DATA FOR THIS TASK —
•••
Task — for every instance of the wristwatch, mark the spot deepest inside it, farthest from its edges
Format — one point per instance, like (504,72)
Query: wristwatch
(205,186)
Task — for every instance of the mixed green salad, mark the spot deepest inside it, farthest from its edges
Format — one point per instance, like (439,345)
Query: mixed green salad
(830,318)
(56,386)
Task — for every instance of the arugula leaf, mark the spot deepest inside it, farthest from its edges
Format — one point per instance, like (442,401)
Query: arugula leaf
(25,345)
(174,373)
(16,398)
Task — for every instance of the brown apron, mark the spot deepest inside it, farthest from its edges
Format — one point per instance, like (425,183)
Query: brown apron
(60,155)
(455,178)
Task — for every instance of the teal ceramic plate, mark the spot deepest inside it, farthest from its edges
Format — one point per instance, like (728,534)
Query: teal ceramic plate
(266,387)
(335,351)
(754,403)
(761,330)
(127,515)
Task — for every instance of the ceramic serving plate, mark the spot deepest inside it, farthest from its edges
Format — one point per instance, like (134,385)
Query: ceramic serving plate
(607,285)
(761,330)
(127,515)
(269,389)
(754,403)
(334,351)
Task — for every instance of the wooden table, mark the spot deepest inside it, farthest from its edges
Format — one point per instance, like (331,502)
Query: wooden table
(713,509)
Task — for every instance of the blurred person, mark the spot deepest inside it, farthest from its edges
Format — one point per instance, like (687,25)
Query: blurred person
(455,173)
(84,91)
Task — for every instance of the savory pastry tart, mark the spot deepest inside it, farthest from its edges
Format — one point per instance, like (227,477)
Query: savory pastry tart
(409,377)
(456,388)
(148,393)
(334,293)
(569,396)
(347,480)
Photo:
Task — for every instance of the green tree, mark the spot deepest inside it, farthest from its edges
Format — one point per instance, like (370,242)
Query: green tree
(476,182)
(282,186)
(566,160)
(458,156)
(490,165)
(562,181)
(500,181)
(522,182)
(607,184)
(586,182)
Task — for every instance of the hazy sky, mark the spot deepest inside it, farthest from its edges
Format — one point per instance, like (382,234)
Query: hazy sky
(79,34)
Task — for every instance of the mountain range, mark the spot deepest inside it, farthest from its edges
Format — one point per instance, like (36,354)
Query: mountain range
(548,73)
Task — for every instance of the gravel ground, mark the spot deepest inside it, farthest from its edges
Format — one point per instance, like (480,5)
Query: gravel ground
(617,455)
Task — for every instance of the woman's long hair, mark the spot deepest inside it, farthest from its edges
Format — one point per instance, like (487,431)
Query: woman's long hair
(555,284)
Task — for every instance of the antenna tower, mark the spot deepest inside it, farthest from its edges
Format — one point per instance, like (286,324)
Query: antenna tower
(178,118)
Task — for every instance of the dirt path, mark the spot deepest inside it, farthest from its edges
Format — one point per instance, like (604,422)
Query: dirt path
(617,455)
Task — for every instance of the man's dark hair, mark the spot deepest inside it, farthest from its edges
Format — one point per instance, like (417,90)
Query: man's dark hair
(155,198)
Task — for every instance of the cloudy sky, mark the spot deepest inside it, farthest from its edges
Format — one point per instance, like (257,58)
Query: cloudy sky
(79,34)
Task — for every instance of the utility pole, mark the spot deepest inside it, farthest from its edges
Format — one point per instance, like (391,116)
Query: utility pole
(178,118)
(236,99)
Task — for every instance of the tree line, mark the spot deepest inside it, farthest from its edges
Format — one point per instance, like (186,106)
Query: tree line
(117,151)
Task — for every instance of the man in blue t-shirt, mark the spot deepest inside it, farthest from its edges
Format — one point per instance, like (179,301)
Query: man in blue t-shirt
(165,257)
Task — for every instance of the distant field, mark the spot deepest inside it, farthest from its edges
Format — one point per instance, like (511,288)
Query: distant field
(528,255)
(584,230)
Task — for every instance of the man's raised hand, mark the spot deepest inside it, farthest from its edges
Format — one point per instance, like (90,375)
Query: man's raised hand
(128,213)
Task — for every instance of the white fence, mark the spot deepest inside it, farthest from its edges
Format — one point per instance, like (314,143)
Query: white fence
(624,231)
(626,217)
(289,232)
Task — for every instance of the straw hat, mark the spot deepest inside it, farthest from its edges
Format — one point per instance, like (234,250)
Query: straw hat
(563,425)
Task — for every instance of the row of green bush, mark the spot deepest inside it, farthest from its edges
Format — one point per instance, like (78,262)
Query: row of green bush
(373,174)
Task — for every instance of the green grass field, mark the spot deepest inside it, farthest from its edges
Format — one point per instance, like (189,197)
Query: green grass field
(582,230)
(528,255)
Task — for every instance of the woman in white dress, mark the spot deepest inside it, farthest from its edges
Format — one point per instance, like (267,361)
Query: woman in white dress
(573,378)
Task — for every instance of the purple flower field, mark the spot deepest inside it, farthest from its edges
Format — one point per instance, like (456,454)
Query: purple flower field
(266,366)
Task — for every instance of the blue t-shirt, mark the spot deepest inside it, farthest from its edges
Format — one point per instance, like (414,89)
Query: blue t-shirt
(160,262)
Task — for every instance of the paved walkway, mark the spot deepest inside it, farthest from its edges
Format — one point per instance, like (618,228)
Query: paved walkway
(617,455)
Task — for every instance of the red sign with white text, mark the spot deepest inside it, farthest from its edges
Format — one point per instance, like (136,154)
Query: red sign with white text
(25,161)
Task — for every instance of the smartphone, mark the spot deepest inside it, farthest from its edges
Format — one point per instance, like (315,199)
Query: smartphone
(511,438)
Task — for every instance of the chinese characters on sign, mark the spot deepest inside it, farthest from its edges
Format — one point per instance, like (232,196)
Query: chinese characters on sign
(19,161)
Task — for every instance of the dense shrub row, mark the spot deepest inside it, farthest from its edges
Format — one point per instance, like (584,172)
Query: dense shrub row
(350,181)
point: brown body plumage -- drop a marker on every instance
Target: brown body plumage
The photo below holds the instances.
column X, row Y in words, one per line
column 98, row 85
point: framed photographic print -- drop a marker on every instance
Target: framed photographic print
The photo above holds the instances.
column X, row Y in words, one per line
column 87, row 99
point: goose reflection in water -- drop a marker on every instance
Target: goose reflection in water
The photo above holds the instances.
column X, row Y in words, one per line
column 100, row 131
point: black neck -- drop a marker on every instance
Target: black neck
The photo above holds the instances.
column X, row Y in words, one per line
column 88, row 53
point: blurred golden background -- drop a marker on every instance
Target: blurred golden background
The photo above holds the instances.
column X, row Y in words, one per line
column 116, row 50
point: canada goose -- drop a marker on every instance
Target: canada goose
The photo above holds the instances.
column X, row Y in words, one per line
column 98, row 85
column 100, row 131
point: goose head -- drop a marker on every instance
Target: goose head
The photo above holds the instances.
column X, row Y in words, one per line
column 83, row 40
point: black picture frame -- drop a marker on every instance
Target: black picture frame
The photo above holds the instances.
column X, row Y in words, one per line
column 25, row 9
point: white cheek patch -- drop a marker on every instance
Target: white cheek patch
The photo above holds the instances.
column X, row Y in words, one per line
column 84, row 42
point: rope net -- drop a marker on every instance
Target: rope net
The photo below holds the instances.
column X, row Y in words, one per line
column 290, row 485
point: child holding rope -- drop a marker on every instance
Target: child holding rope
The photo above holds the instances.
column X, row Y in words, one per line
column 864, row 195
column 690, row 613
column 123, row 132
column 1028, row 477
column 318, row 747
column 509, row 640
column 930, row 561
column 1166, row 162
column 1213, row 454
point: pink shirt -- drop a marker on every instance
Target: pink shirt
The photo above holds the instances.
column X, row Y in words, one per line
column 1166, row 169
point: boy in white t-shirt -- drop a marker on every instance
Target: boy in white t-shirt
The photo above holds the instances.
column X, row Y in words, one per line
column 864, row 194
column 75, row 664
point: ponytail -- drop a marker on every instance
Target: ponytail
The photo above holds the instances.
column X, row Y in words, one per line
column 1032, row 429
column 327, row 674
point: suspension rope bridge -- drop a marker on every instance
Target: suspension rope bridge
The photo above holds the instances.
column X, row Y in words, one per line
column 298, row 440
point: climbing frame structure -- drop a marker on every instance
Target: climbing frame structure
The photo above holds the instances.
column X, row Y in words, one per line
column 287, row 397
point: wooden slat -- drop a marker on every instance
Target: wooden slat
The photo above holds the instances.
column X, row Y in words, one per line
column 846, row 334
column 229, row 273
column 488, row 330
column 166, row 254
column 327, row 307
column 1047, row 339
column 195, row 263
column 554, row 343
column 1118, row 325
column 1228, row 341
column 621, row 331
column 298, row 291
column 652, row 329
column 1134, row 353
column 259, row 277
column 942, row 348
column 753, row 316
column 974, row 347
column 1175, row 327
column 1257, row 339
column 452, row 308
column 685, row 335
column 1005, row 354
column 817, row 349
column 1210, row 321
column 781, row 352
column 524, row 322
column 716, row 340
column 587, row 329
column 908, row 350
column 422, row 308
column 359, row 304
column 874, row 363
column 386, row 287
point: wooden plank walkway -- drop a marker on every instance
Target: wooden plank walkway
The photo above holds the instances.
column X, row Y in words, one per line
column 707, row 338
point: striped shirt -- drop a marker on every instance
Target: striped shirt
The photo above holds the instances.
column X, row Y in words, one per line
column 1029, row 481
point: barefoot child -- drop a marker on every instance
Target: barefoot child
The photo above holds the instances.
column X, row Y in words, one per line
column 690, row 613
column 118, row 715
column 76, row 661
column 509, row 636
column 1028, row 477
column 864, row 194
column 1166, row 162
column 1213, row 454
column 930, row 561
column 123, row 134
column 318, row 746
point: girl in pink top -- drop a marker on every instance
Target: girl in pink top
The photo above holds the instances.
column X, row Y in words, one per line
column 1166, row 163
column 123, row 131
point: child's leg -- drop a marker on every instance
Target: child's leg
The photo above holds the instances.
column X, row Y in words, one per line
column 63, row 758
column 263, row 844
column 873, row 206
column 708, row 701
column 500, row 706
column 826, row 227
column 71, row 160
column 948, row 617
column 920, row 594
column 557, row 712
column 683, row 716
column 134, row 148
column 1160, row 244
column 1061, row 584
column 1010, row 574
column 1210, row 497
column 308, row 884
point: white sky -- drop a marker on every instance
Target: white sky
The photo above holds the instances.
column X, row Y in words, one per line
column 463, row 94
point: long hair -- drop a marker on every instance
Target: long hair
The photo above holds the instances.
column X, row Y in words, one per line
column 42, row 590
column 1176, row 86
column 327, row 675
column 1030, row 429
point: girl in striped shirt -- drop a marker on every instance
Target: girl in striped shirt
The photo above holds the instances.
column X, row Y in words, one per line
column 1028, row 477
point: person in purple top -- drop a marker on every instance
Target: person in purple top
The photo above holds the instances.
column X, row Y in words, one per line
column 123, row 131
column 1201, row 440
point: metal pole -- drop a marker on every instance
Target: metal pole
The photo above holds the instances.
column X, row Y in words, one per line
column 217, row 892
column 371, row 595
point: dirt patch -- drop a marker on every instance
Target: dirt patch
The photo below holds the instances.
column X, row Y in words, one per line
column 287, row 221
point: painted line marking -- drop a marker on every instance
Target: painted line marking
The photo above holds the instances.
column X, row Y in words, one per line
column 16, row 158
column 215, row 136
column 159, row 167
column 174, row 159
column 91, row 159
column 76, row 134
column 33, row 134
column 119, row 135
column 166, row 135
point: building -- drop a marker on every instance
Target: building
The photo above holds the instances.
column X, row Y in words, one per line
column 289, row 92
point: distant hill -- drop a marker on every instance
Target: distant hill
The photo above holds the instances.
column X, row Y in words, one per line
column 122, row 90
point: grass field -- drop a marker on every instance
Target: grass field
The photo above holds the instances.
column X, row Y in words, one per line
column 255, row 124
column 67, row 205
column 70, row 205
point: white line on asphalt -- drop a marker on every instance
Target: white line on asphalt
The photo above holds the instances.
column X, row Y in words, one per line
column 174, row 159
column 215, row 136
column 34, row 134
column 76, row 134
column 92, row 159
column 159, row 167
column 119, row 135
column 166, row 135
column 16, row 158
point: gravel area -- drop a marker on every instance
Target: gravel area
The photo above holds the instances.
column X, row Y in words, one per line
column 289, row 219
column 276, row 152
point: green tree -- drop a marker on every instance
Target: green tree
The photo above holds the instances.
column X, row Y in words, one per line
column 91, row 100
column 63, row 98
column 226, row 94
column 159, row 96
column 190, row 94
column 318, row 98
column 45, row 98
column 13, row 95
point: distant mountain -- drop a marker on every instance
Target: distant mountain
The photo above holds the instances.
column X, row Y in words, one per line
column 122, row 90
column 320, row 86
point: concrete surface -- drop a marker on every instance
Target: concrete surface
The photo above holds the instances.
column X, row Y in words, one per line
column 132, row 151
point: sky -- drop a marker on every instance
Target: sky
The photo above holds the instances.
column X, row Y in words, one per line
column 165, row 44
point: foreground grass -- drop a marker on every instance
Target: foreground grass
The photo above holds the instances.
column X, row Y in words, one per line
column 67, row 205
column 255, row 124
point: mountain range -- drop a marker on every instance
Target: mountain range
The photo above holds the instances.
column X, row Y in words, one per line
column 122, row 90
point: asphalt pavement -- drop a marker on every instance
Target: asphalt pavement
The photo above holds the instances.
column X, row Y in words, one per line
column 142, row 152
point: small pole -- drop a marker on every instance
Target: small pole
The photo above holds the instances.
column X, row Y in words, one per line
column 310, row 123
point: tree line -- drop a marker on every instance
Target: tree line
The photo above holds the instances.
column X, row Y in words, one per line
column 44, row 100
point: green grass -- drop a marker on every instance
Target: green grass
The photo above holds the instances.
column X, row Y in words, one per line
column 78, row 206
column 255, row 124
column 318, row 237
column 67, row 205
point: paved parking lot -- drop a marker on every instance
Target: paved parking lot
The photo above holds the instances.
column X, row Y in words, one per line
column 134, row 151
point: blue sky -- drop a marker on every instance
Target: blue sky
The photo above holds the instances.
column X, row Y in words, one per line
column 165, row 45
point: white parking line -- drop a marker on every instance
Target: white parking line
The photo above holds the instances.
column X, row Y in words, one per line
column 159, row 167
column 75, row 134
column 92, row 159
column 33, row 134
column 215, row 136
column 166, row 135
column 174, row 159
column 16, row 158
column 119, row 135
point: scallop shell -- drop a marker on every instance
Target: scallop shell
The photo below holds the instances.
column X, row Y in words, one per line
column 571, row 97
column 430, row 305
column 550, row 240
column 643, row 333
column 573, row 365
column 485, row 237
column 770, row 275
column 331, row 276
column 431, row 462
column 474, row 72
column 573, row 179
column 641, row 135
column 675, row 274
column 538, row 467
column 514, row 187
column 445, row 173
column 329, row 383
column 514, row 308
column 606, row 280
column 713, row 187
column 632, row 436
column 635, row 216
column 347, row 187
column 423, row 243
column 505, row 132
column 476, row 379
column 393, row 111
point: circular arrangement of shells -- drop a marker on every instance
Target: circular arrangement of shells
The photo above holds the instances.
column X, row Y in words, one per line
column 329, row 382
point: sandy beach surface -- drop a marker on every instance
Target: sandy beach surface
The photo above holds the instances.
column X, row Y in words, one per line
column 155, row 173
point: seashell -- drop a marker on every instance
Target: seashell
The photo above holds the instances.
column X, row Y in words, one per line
•••
WRITTEN REQUEST —
Retype the stretch of the items above, from the line containing "point: distant mountain" through the line containing "column 165, row 44", keeping every line in that range exactly as it appears.

TASK RESULT —
point: distant mountain -- drop a marker on every instance
Target: distant mountain
The photo above holds the instances.
column X, row Y in words, one per line
column 122, row 90
column 320, row 86
point: concrete surface -- drop a marker on every instance
Target: concrete surface
The photo above holds the instances.
column X, row Y in words, one per line
column 132, row 151
point: sky -- drop a marker on every instance
Target: sky
The photo above holds the instances.
column X, row Y in words, one per line
column 165, row 44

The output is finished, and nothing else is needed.